*Brano da leggere*
= = = = = = =
Mosaiconline/Mosaico di pace, ottobre-novembre dicembre 2022
Don Tonino Bello e l’immaginazione educativa
“Ogni volta che lo lasciavo, sentivo di avergli rubato spezzoni di mistero. Quegli spezzoni che a scuola ci sottraeva volutamente, senza che noi ce ne accorgessimo. Sì, perché lui aveva l'incredibile qualità di non spiegarci mai tutto e per ogni cosa ci lasciava un ampio margine d'arcano, non so se per stimolare la nostra ricerca o per alimentare il nostro stupore.”
3 marzo 1991: don Tonino scrive ai catechisti, racconta loro del suo maestro.
Lo conosciamo così, attraverso la sua analisi, quest’uomo di cui probabilmente altrimenti non avremmo mai potuto sapere. E tramite lui, che per esser stato maestro di don Tonino possiamo dedurre che non avesse seguito i più moderni corsi di didattica e di tecnologie, mettiamo a fuoco come un Vescovo ed un maestro di un paese piccolo del Sud avessero trenta anni fa compreso quello che tanta letteratura scientifica cerca ancora di insegnare adesso, proprio adesso che Google ci dà tutte le risposte: la conoscenza non è un prodotto da offrire già pronto.
Avrebbe potuto, scrivendo ai catechisti, e proprio ai catechisti, dilungarsi sulla importanza della dottrina, enfatizzare questioni legate alla purezza dei dogmi, del rigore soltanto a bando dell’immaginazione: e invece parla loro della “ricerca”. Centra il cuore antropologico dell’umano che si interroga, che è il medesimo per la fede e per la scienza, perché non v’è opposizione quando l’apertura è al mistero e non alla presunzione di certezza.
= = = = = = =
*Righe*
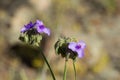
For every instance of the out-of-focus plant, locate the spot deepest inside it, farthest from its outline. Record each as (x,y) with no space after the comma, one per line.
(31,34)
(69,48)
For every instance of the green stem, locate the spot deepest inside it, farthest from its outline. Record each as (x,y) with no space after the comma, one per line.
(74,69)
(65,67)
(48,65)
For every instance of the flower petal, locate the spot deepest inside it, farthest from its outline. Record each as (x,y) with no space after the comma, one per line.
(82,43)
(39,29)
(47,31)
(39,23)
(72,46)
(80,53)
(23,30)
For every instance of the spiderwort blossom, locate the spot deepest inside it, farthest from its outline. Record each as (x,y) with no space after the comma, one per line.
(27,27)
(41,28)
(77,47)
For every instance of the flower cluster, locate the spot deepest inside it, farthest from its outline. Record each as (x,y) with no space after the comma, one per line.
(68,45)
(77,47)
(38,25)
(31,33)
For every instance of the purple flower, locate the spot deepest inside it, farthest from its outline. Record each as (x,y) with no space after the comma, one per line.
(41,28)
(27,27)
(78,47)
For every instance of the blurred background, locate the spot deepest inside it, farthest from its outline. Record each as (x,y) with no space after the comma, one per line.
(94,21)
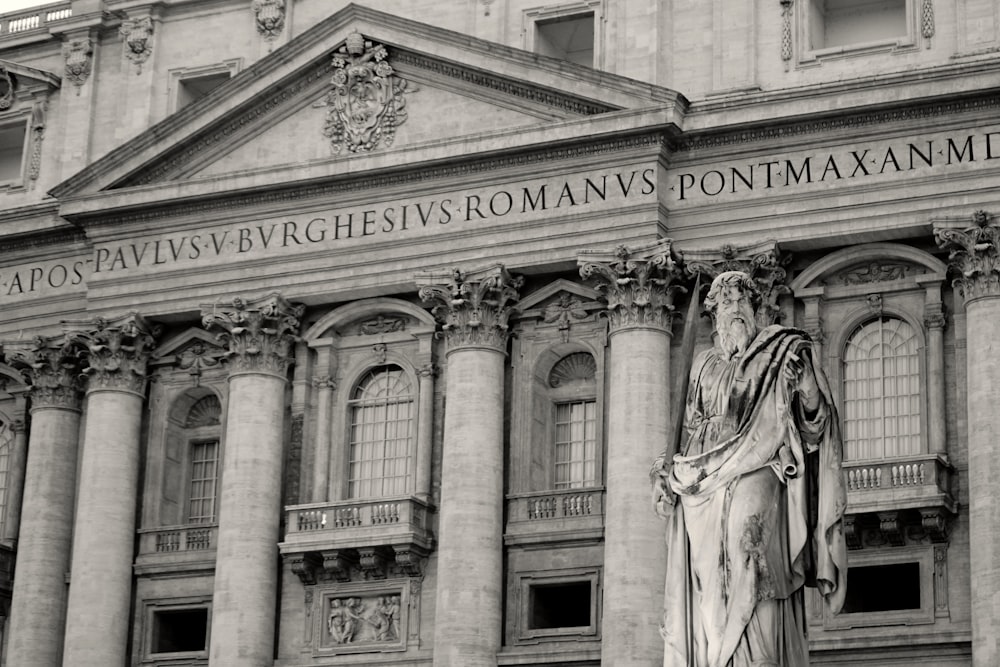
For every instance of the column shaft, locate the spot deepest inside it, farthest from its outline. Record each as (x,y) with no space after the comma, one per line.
= = = = = = =
*Obiettivo*
Estrai dal brano su don Tonino Bello la parte che comincia con "Mosaiconline/Mosaico di pace, ottobre-novembre" e prosegue fino a "del suo maestro." incluso, copiandola senza alcuna modifica.

*Risposta completa*
Mosaiconline/Mosaico di pace, ottobre-novembre dicembre 2022
Don Tonino Bello e l’immaginazione educativa
“Ogni volta che lo lasciavo, sentivo di avergli rubato spezzoni di mistero. Quegli spezzoni che a scuola ci sottraeva volutamente, senza che noi ce ne accorgessimo. Sì, perché lui aveva l'incredibile qualità di non spiegarci mai tutto e per ogni cosa ci lasciava un ampio margine d'arcano, non so se per stimolare la nostra ricerca o per alimentare il nostro stupore.”
3 marzo 1991: don Tonino scrive ai catechisti, racconta loro del suo maestro.